begin INFORMATION SHOWN

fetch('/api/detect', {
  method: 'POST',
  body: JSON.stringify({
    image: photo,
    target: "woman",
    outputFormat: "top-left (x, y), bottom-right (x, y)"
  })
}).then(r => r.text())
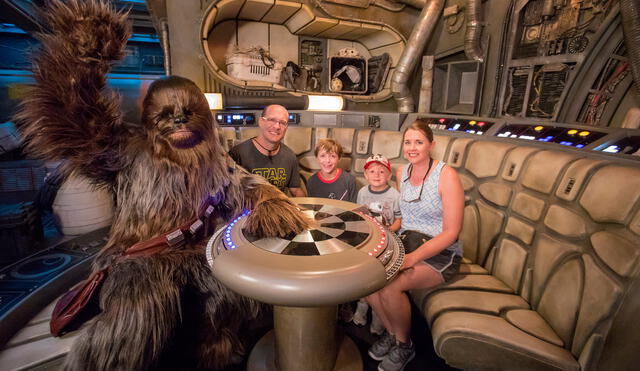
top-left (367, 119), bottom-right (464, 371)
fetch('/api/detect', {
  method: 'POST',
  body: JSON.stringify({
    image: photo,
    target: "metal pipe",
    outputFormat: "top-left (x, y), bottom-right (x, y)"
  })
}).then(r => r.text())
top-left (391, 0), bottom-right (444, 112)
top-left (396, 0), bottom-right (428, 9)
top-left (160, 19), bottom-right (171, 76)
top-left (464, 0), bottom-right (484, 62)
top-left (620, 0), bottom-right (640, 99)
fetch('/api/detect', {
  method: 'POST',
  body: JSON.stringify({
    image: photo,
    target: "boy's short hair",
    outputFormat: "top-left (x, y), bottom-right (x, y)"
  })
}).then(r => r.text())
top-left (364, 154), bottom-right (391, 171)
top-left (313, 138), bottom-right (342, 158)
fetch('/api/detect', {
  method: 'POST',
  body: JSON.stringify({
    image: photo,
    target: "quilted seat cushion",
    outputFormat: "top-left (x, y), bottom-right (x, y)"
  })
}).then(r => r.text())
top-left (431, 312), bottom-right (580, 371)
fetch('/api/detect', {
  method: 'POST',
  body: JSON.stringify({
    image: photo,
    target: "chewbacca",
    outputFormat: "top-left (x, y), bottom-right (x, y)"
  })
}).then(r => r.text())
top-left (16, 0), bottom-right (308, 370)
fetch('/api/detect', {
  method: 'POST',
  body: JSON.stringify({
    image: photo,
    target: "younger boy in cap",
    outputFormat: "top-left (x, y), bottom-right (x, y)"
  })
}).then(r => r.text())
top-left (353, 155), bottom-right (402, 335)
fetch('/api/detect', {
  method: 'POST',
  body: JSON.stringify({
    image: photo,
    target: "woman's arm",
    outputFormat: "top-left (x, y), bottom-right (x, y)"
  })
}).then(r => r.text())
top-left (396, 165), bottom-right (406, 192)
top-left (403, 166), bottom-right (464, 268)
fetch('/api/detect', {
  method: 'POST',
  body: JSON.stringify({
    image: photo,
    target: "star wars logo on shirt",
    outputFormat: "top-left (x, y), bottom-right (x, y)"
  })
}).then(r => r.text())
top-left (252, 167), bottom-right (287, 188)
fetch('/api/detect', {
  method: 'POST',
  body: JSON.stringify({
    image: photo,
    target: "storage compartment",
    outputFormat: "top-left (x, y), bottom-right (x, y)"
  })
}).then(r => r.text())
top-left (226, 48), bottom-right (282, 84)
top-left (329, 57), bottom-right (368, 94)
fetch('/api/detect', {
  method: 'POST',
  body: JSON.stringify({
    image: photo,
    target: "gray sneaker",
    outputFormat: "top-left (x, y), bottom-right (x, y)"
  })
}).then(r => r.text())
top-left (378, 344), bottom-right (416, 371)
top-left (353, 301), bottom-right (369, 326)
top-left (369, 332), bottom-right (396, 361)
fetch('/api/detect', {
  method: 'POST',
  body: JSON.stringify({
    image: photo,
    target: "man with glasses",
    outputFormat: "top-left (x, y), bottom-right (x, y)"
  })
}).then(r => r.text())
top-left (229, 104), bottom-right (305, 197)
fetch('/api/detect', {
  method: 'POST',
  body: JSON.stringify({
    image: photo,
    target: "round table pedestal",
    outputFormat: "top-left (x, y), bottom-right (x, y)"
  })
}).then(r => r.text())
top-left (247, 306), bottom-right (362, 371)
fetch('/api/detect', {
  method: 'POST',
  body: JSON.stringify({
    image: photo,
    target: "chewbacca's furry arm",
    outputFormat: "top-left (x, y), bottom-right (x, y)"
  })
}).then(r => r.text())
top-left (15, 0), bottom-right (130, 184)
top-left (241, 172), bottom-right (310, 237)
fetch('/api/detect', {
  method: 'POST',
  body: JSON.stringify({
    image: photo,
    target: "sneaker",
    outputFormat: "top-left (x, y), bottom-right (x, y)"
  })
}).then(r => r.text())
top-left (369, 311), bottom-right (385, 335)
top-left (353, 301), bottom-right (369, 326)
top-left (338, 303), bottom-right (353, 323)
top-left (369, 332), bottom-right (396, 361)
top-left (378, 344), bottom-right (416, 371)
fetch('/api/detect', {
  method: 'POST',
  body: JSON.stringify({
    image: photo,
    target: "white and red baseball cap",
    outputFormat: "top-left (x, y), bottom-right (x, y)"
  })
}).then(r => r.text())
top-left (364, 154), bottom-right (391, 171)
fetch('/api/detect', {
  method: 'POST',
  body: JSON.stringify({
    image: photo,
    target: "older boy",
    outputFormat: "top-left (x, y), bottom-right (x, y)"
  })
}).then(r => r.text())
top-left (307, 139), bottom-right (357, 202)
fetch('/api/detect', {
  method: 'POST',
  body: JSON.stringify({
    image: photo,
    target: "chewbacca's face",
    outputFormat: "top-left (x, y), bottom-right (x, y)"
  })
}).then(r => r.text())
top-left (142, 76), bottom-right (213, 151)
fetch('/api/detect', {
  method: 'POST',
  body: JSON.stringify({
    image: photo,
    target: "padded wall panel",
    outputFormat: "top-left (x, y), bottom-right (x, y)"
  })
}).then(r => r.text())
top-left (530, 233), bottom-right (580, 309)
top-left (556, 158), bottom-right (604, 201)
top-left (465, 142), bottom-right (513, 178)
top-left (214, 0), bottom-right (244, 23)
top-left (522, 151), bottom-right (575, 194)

end INFORMATION SHOWN

* EXERCISE BRIEF:
Transcribe all of the items above word for word, leaving out the picture.

* RESULT OF THE EXERCISE:
fetch('/api/detect', {
  method: 'POST',
  body: JSON.stringify({
    image: photo,
    target: "woman",
    outputFormat: "top-left (x, y), bottom-right (x, y)"
  })
}).then(r => r.text())
top-left (367, 119), bottom-right (464, 371)
fetch('/api/detect', {
  method: 'POST',
  body: JSON.stringify({
    image: photo,
    target: "metal pipe",
    outputFormat: "top-left (x, y), bottom-right (x, y)"
  })
}).then(r => r.text())
top-left (391, 0), bottom-right (444, 112)
top-left (396, 0), bottom-right (428, 9)
top-left (160, 19), bottom-right (171, 76)
top-left (464, 0), bottom-right (484, 62)
top-left (620, 0), bottom-right (640, 99)
fetch('/api/detect', {
  method: 'POST',
  body: JSON.stringify({
    image: photo,
    target: "boy's short hair",
    outputFormat: "top-left (x, y), bottom-right (x, y)"
  })
}).then(r => r.text())
top-left (364, 154), bottom-right (391, 171)
top-left (313, 138), bottom-right (342, 158)
fetch('/api/detect', {
  method: 'POST',
  body: JSON.stringify({
    image: photo,
    target: "quilted seat cushion",
    outputFormat: "top-left (x, y), bottom-right (x, y)"
  })
}).then(r => r.text())
top-left (431, 312), bottom-right (580, 371)
fetch('/api/detect', {
  method: 'POST',
  body: JSON.stringify({
    image: photo,
    target: "chewbacca",
    outputFormat: "top-left (x, y), bottom-right (x, y)"
  })
}).then(r => r.text())
top-left (16, 0), bottom-right (308, 370)
fetch('/api/detect', {
  method: 'POST',
  body: JSON.stringify({
    image: photo,
    target: "younger boy in cap",
    outputFormat: "top-left (x, y), bottom-right (x, y)"
  })
}).then(r => r.text())
top-left (353, 155), bottom-right (402, 335)
fetch('/api/detect', {
  method: 'POST',
  body: JSON.stringify({
    image: photo,
    target: "woman's arm",
    outputFormat: "top-left (x, y), bottom-right (x, y)"
  })
}).then(r => r.text())
top-left (396, 165), bottom-right (406, 192)
top-left (403, 166), bottom-right (464, 268)
fetch('/api/detect', {
  method: 'POST',
  body: JSON.stringify({
    image: photo,
    target: "star wars logo on shirt",
    outputFormat: "top-left (x, y), bottom-right (x, y)"
  })
}).then(r => r.text())
top-left (252, 167), bottom-right (287, 188)
fetch('/api/detect', {
  method: 'POST',
  body: JSON.stringify({
    image: photo,
    target: "storage compartment",
    outputFormat: "top-left (x, y), bottom-right (x, y)"
  })
}).then(r => r.text())
top-left (226, 48), bottom-right (282, 84)
top-left (329, 57), bottom-right (368, 94)
fetch('/api/detect', {
  method: 'POST',
  body: JSON.stringify({
    image: photo,
    target: "gray sneaker",
    outputFormat: "top-left (x, y), bottom-right (x, y)"
  })
}).then(r => r.text())
top-left (378, 344), bottom-right (416, 371)
top-left (353, 301), bottom-right (369, 326)
top-left (369, 332), bottom-right (396, 361)
fetch('/api/detect', {
  method: 'POST',
  body: JSON.stringify({
    image: photo,
    target: "man with glasses",
    outputFormat: "top-left (x, y), bottom-right (x, y)"
  })
}).then(r => r.text())
top-left (229, 104), bottom-right (305, 197)
fetch('/api/detect', {
  method: 'POST',
  body: JSON.stringify({
    image: photo,
    target: "round table pedestal",
    outputFormat: "top-left (x, y), bottom-right (x, y)"
  })
}).then(r => r.text())
top-left (247, 306), bottom-right (362, 371)
fetch('/api/detect', {
  method: 'POST',
  body: JSON.stringify({
    image: photo,
    target: "chewbacca's furry arm",
    outputFormat: "top-left (x, y), bottom-right (x, y)"
  })
}).then(r => r.text())
top-left (15, 0), bottom-right (130, 184)
top-left (241, 172), bottom-right (310, 237)
fetch('/api/detect', {
  method: 'POST',
  body: JSON.stringify({
    image: photo,
    target: "sneaker",
    outputFormat: "top-left (x, y), bottom-right (x, y)"
  })
}).then(r => r.text())
top-left (369, 311), bottom-right (385, 335)
top-left (353, 301), bottom-right (369, 326)
top-left (338, 303), bottom-right (353, 323)
top-left (369, 332), bottom-right (396, 361)
top-left (378, 344), bottom-right (416, 371)
fetch('/api/detect', {
  method: 'POST',
  body: JSON.stringify({
    image: photo,
    target: "white and red baseball cap",
    outputFormat: "top-left (x, y), bottom-right (x, y)"
  })
}).then(r => r.text())
top-left (364, 154), bottom-right (391, 171)
fetch('/api/detect', {
  method: 'POST',
  body: JSON.stringify({
    image: photo,
    target: "older boy",
    outputFormat: "top-left (x, y), bottom-right (x, y)"
  })
}).then(r => r.text())
top-left (307, 139), bottom-right (357, 202)
fetch('/api/detect', {
  method: 'POST',
  body: JSON.stringify({
    image: photo,
    target: "chewbacca's face",
    outputFormat: "top-left (x, y), bottom-right (x, y)"
  })
}).then(r => r.text())
top-left (142, 76), bottom-right (213, 151)
fetch('/api/detect', {
  method: 'POST',
  body: JSON.stringify({
    image: photo,
    target: "padded wall panel",
    outputFormat: "top-left (x, y), bottom-right (x, y)"
  })
}).then(r => r.text())
top-left (530, 233), bottom-right (580, 309)
top-left (556, 158), bottom-right (604, 201)
top-left (465, 142), bottom-right (513, 178)
top-left (214, 0), bottom-right (244, 23)
top-left (522, 151), bottom-right (575, 194)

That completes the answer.